Stored data:

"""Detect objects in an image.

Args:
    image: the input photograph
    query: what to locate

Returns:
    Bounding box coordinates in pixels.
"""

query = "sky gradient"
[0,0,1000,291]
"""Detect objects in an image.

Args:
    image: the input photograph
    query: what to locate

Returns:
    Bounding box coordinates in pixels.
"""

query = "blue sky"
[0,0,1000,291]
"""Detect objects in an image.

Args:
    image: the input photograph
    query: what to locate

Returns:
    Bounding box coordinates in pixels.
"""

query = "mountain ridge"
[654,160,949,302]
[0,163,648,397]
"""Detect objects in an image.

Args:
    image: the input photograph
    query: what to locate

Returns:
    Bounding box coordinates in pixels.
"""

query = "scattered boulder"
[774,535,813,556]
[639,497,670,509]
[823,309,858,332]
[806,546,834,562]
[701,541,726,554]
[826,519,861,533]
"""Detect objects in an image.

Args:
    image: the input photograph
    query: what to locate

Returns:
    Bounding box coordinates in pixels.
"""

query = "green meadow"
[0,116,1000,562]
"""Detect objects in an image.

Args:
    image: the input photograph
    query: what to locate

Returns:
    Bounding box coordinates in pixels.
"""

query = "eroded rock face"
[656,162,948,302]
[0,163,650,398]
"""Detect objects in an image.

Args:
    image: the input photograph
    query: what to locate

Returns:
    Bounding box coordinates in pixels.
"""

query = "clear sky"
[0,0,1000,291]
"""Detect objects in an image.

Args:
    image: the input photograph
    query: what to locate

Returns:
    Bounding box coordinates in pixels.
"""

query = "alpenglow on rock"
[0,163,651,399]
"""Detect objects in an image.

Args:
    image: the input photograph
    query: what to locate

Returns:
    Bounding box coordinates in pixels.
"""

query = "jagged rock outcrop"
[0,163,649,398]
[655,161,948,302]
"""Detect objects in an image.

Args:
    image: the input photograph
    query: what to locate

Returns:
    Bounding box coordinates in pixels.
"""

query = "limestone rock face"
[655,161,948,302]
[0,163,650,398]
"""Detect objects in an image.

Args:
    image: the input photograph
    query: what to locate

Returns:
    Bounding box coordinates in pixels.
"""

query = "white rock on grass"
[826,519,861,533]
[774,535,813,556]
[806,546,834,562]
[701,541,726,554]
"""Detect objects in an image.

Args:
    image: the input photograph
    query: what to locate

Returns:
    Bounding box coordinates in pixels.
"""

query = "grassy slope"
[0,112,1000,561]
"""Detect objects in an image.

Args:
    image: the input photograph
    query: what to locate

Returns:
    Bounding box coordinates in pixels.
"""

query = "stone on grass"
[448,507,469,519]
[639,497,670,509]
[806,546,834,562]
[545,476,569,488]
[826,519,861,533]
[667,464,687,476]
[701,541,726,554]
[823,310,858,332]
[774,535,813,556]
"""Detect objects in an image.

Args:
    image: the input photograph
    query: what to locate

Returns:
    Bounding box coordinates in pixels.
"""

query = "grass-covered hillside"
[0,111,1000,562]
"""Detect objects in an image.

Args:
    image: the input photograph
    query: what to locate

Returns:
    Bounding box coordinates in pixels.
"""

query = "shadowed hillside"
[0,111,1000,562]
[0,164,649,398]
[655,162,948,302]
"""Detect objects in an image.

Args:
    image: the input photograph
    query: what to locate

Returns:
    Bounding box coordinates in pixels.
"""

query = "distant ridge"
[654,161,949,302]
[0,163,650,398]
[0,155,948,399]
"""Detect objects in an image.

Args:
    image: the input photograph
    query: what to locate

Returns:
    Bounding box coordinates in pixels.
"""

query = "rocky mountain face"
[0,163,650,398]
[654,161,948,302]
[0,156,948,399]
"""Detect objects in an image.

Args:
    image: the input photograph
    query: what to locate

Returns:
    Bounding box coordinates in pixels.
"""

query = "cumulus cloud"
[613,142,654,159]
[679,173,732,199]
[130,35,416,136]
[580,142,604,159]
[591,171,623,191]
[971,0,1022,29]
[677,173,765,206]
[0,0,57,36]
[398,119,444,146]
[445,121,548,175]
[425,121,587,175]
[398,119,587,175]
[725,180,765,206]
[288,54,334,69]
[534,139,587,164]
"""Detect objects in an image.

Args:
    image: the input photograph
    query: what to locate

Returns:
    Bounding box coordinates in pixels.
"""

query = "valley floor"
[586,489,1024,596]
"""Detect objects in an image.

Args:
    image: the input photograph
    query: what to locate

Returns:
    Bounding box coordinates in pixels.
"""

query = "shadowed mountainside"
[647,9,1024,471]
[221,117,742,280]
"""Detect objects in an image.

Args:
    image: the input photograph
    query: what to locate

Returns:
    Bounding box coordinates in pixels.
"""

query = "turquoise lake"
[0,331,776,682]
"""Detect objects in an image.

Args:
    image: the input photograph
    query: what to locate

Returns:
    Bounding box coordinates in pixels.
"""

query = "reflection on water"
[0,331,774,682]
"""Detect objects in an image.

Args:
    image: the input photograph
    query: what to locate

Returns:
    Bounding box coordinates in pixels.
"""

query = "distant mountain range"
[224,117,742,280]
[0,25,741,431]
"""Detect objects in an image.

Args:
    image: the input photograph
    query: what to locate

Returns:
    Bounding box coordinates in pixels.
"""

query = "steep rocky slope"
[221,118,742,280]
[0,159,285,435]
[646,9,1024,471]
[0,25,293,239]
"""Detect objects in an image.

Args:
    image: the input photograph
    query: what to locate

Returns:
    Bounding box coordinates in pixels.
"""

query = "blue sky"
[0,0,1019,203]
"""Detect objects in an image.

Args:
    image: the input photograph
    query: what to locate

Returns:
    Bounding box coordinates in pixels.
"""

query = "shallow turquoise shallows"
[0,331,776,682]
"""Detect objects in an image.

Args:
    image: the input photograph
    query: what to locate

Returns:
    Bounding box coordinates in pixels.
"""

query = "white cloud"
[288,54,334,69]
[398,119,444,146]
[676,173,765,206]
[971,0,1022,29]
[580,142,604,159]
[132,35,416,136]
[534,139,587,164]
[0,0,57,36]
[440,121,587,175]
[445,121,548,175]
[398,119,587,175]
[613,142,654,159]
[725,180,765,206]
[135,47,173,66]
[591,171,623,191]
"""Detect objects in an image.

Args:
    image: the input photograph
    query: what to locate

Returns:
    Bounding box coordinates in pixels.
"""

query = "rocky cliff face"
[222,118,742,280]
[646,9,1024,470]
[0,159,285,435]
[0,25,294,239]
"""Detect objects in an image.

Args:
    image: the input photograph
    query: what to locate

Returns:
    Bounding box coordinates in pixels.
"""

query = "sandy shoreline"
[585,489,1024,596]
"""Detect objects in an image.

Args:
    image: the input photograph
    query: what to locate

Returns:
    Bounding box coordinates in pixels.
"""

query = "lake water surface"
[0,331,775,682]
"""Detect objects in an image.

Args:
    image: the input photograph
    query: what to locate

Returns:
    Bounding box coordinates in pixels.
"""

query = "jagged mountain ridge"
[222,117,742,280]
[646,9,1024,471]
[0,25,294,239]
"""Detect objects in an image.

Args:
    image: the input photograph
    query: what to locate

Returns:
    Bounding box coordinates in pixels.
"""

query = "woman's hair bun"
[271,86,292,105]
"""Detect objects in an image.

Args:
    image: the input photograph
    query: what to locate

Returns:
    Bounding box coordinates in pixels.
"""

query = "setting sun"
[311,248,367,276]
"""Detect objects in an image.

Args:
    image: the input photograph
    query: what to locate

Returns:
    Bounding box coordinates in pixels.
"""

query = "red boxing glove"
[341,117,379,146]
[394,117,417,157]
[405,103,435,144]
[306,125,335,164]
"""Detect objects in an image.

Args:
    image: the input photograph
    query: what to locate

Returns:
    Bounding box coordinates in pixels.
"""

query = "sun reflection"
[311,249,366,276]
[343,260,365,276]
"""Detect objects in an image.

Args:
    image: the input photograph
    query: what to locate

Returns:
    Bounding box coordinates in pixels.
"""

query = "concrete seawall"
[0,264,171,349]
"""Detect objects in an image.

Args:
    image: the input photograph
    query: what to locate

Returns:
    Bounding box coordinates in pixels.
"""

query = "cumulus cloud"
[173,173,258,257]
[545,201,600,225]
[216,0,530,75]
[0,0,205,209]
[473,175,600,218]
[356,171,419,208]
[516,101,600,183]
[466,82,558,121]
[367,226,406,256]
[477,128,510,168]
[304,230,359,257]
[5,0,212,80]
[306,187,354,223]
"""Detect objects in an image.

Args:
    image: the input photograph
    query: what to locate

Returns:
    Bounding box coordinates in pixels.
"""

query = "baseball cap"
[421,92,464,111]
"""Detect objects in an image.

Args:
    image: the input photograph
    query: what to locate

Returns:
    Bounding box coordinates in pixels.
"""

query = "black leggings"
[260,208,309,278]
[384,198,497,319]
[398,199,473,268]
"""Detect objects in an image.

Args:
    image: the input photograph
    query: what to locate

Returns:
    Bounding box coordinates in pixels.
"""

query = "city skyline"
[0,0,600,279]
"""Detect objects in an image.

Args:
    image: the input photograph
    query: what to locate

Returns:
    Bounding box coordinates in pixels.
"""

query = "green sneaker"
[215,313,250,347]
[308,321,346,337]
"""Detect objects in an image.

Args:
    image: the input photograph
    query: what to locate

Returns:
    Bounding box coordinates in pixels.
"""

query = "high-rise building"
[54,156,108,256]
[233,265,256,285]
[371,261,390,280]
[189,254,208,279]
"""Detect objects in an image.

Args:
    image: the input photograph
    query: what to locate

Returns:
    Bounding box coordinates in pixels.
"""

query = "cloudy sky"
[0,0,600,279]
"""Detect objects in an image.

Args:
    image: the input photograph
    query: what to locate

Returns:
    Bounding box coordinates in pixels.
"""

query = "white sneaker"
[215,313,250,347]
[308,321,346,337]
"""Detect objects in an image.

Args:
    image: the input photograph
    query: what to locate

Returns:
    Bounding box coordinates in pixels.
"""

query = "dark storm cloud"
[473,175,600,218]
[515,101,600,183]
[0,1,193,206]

— AIM —
Pick out every line of the records that contains the word "white" and copy each one.

— EXERCISE ANSWER —
query = "white rock on grass"
query = "white cloud"
query = "white sneaker"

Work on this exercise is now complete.